#### Document passage
By Alice Kenny, Ecosystem Marketplace, 1 July 2010 | Markets are supposed to be about cold, hard logic; but any salesman can tell you they are more often about scent, texture, heart, and soul. A traveling exhibition of dead trees from the Ghanaian rainforest, on their way this month to Oxford, England, is helping people understand the majesty of these threatened giants – and, in the process, drumming up support for schemes that reduce greenhouse gas emissions by saving trees.
Climate-L.org, 1 July 2010 | Ravi Prabhu, Senior Programme Officer for the UN-REDD Programme, and Jan McAlpine, Director of the UN Forum on Forests (UNFF), delivered presentations at the Commonwealth Forestry Conference, taking place in Edinburgh, UK, from 28 June–2 July 2010. The theme of the Conference, which takes place every four to five years, is “Restoring the Commonwealth’s forests: Tackling climate change.” Prabhu’s presentation was part of a special session at the Conference titled “Delivering REDD+: From Copenhagen to Cancun,” a daylong session addressing all aspects of reducing emissions from deforestation and forest degradation in developing countries, conservation, sustainable management of forests, and enhancement of carbon stocks (REDD+)… McAlpine presented a 360 degree perspective on forests. She encouraged participants to promote the International Year of Forests (IYOF) 2011, unveiled the IYOF logo and highlighted preparations for related activities worldwide.
2 July 2010
By Arti Ekawati, Jakarta Globe, 2 July 2010 | The Indonesian Forest Concessionaires Association said on Friday that the possible inclusion of production forest areas in the planned two-year logging moratorium could threaten local industries by drastically reducing timber supply. Last month President Susilo Bambang Yudhoyono signed an agreement not to log in natural forests and to preserve peatlands for two years in exchange for a $1 billion grant from the Norwegian government. However, according to a recently released draft regulation to implement the agreement, the moratorium may also apply to natural woods within production forest areas. About 63 million hectares of Indonesia’s total 134 million hectares of forests are deemed production forests. These supply much of the timber used in the country.
Office of Climate Change letter to the editor, Stabroek News, 2 July 2010 | It is with much consternation and chagrin that the Office of Climate Change (OCC) once again is compelled to respond to inexactitudes and misinformation carried in the Stabroek News. The newspaper’s latest adventurism in the realm of speculation and unprofessional journalism is noted in its Wednesday, June 30, edition in a page 11 article captioned ‘Jagdeo ups money plea.’
The Biodiversity Crew @ NUS, 2 July 2010 | [Seminar on 13 July 2010, by Jaboury Ghazoul, Professor of Ecosystem Management, ETH Zurich, Switzerland.] “Reduced Emissions from Deforestation and Forest Degradation (REDD) is the latest attempt to reconcile global carbon management, conservation and land use objectives into a universal win-win scenario… While very much in support of such measures, I also contend that the successful implementation of REDD is likely to be fraught with difficulties associated with future demand for competing land uses, as well as less direct effects on national and regional economies. I explore these possibilities and by doing so highlight possible current and future challenges that REDD schemes may have to overcome.”

#### Data excerpt
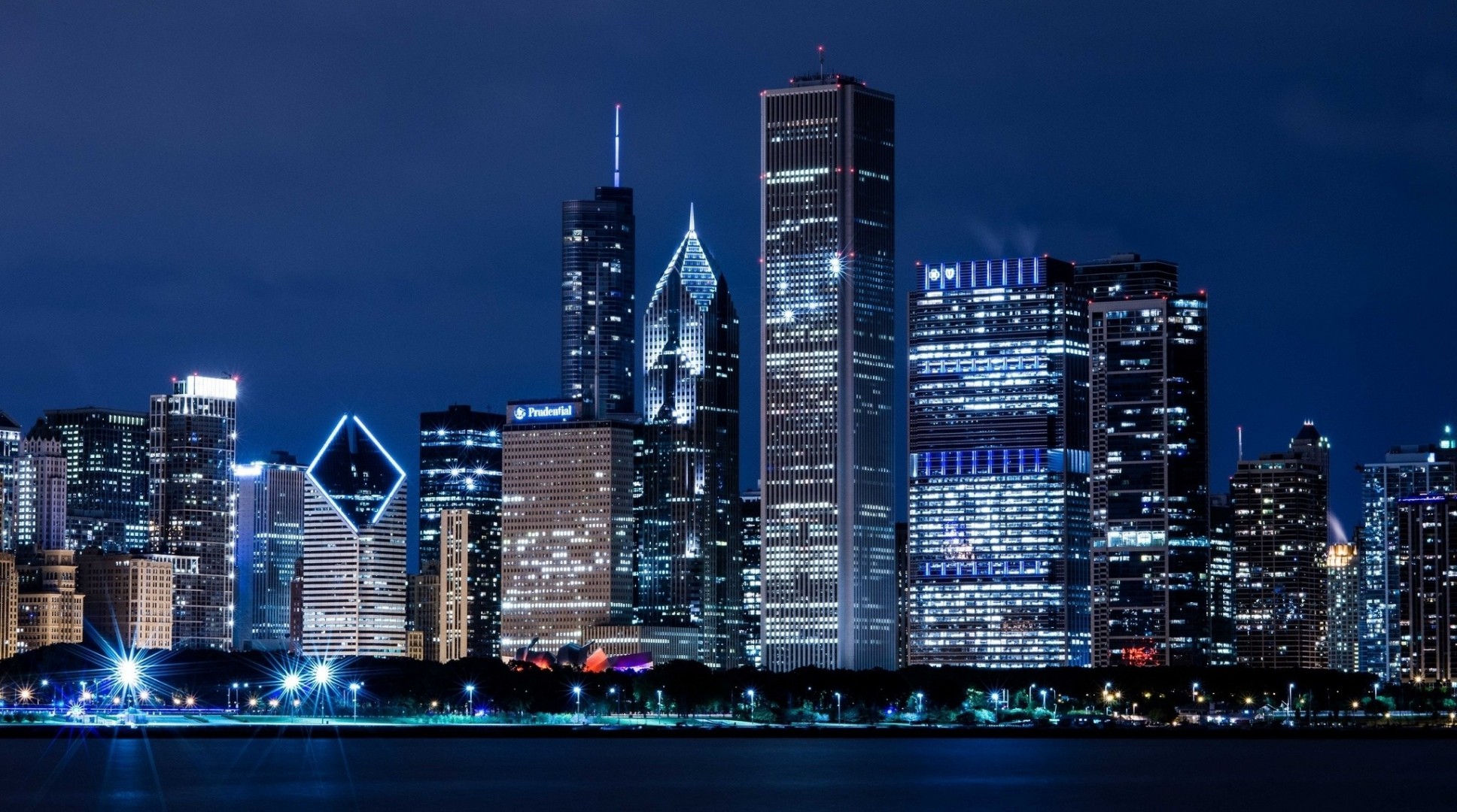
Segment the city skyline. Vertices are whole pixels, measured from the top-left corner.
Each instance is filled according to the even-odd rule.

#### Task description
Write what comes next in the forest and climate news roundup, picking up after its last sentence. The lines are separate material and are not part of the news roundup.

#### Output for this exercise
By Goh De No, Brunei Times, 2 July 2010 | Three organisations are hoping to develop a consortium of companies that want to be involved in energy efficiency to apply for carbon credits from the Kyoto process with aims of selling them to Europe. Dorjee Sun, chief executive officer of Carbon Conservation Pte Ltd (CC), told The Brunei Times on the sidelines of Asia Inc Forum’s National Environment Conference that the Brunei Economic Development Board (BEDB), HSBC and Singaporean-based carbon conservation company CC, are trying to establish the consortium and bundle applications from companies to get carbon credits which will in turn be sold. “If that can happen, it shows Brunei that something can actually be done and our goal is to get this rolling in the next few months. So if readers want to voluntarily join, we can make a change together and show results,” said Dorjee.
3 July 2010
Indigenous Peoples Issues and Resources, 3 July 2010 | This training manual has been written for indigenous trainers who intend to facilitate a training on REDD for indigenous leaders. It has been devised for a proposed five-days training programme with five modules. The manual includes suggestions for the objectives of each module, activities and methods, materials and a schedule. It is to be used together with the information booklet “What is REDD?”. The training has two aims: to help indigenous leaders gain a deeper understanding of how REDD works and what the issues related to REDD are which are most relevant for indigenous peoples; and to help indigenous leaders improve their skills in supporting their communities when dealing with REDD.
4 July 2010
Stabroek News, 4 July 2010 | The government is accustomed to trying to bully its opponents, vilifying them in sometimes quite unparliamentary terms. The tactics in most instances are intended to inhibit expression, if not actually muzzle anyone tempted to voice contrary opinions. By and large in the past that absolutist approach has been reserved for local critics alone, but now, it seems, it is being extended to the outside world as well. It is clear that the ruling party is already in full election mode – general elections, that is, since not a whisper is being heard about local government polls – which is a time when obloquy directed at detractors always reigns supreme. However, to drag the diplomatic community into the electoral season frame is something of a novel departure, even for the PPP.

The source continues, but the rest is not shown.